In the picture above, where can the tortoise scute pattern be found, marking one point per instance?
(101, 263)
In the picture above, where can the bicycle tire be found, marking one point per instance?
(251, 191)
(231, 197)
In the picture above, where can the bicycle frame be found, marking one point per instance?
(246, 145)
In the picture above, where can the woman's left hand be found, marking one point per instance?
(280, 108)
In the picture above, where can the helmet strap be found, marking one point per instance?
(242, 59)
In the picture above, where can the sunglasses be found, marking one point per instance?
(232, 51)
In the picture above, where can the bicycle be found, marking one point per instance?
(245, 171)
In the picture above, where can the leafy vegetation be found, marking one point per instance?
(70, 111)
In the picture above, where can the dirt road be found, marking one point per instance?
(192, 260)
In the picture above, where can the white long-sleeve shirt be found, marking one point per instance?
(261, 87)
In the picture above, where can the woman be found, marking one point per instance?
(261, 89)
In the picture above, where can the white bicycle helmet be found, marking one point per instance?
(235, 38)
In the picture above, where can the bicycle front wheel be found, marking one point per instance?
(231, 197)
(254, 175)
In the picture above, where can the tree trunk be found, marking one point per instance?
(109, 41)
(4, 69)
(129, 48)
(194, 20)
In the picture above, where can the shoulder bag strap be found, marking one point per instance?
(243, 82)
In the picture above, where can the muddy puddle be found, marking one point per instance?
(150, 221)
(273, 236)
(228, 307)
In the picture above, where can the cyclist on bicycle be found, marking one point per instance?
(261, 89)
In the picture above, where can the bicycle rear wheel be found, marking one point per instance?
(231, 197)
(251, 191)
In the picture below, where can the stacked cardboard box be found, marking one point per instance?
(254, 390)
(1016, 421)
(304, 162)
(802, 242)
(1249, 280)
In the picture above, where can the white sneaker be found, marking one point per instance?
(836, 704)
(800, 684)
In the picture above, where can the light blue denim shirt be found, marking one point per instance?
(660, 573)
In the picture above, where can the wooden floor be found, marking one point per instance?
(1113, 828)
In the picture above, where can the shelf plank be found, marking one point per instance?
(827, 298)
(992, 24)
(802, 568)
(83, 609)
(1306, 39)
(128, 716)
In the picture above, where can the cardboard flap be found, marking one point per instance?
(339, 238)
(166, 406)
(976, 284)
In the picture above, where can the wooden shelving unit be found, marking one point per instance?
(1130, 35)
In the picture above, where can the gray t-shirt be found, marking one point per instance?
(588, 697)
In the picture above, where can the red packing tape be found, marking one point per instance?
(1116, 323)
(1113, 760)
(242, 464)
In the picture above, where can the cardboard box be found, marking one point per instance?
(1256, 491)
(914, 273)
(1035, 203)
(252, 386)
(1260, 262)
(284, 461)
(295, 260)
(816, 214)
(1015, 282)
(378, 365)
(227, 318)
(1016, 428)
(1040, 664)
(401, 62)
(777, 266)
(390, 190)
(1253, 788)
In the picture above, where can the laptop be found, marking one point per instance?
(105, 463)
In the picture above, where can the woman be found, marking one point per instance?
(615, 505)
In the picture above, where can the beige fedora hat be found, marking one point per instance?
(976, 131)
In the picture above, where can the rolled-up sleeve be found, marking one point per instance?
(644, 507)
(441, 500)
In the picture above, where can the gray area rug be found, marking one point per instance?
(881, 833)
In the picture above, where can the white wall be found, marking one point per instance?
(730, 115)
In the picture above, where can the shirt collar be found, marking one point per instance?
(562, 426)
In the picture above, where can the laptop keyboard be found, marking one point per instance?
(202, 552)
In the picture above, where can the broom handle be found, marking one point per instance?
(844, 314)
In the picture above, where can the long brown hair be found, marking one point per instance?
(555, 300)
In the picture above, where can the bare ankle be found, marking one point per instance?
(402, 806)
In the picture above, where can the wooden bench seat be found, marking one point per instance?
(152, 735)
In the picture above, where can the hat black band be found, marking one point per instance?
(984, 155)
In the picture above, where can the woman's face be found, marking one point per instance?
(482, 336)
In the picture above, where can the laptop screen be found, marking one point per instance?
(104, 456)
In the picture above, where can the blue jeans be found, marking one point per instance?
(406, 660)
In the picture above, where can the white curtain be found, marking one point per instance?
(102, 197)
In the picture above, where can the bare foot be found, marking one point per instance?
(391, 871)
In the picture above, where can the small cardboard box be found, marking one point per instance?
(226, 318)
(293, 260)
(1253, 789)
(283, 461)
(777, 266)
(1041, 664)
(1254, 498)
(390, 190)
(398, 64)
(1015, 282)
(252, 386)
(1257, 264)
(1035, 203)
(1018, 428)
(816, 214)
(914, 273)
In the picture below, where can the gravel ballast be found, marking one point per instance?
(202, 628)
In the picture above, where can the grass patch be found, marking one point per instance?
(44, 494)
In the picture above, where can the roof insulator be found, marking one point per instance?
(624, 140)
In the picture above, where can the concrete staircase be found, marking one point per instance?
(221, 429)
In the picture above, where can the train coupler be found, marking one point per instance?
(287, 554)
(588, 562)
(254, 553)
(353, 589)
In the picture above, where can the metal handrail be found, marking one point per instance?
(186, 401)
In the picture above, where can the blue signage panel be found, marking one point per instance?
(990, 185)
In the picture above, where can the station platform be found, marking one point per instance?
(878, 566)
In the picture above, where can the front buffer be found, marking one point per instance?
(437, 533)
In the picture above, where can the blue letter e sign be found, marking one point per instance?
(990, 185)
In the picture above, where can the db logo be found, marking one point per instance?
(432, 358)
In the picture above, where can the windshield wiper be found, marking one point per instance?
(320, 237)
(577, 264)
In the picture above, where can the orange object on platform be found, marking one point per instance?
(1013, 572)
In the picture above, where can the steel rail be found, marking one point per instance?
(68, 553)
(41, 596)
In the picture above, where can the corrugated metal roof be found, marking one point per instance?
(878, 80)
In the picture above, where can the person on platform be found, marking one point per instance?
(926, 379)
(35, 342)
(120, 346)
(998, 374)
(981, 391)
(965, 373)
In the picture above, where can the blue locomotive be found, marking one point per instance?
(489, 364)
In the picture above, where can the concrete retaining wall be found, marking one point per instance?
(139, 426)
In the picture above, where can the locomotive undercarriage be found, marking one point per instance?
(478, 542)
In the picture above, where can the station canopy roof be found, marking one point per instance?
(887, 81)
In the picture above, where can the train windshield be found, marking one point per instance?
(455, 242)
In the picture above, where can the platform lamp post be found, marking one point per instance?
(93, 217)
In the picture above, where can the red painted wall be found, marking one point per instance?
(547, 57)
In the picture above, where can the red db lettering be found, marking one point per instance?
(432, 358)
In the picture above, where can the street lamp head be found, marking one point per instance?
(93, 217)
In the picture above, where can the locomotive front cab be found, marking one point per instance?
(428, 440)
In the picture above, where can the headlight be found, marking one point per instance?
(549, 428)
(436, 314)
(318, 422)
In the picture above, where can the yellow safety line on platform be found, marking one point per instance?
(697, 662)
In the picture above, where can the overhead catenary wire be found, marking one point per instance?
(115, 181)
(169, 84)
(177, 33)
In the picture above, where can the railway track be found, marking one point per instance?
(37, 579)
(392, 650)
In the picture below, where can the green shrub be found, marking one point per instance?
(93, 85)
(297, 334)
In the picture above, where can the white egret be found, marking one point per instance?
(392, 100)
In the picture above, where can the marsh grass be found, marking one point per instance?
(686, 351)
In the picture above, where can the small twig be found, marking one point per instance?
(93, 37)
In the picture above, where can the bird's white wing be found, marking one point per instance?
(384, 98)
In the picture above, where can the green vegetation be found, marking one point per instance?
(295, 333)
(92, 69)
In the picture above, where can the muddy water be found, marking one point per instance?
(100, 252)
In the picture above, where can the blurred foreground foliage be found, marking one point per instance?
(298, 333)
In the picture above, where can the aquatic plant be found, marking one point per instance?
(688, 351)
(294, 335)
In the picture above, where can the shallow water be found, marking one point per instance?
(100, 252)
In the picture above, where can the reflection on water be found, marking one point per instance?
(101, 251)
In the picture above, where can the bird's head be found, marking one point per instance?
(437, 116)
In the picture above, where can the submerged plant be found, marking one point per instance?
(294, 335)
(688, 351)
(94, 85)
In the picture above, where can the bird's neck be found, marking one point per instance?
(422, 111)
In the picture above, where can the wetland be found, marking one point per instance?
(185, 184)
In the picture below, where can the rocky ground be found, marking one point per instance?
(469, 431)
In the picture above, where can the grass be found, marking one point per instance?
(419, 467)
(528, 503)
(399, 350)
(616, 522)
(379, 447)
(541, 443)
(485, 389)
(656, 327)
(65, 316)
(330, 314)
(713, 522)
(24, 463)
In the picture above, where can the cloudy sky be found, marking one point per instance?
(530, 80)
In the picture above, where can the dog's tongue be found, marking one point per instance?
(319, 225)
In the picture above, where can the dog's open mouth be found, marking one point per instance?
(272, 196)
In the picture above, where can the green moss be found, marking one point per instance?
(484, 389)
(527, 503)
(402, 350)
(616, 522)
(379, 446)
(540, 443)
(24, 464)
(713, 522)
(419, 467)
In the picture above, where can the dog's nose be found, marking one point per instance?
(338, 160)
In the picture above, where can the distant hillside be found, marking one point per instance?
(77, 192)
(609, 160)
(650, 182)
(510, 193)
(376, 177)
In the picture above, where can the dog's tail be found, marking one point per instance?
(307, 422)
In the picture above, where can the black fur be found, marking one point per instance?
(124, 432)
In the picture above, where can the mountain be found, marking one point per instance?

WHAT IS NEEDED:
Copy the data above word for word, starting at the line that contains "In the picture above, where can the shallow" and continuing through the last line of the data, both ends included.

ANSWER FOR THIS EXERCISE:
In the picture above, where can the shallow water be found, marking one point per instance?
(100, 252)
In the picture above, where can the reflection on water be found, marking one point per instance?
(101, 251)
In the picture above, where can the bird's head be found, marking one point per instance?
(437, 116)
In the picture above, where can the submerged plant be found, marking one point per instance?
(294, 335)
(688, 351)
(94, 85)
In the picture above, where can the bird's neck be found, marking one point per instance?
(422, 111)
In the picture above, where can the wetland be found, marking one point per instance?
(185, 184)
In the picture below, where can the rocky ground be found, marking one point per instance?
(469, 431)
In the picture above, where can the grass be found, marking one point per instance?
(419, 467)
(528, 503)
(399, 350)
(616, 522)
(379, 447)
(541, 443)
(485, 389)
(656, 327)
(65, 316)
(330, 314)
(713, 522)
(24, 463)
In the picture above, where can the cloudy sky be found, marking one point per instance?
(530, 80)
In the picture above, where can the dog's tongue be found, marking one point per instance?
(319, 225)
In the picture above, where can the dog's open mouth be found, marking one point per instance?
(272, 196)
In the picture above, where can the green moss be found, marking one point per instance?
(484, 389)
(527, 503)
(402, 350)
(616, 522)
(379, 446)
(540, 443)
(24, 464)
(713, 522)
(419, 467)
In the picture above, where can the dog's nose be found, marking one point per instance?
(338, 160)
In the picture above, where can the distant hillside be found, marking one point per instance?
(77, 192)
(609, 160)
(650, 182)
(510, 193)
(376, 177)
In the picture above, where can the dog's tail be found, marking one point per instance?
(307, 422)
In the picture above, where can the black fur be found, marking one point per instance?
(124, 432)
In the picture above, where can the mountain be found, marking one point per instance?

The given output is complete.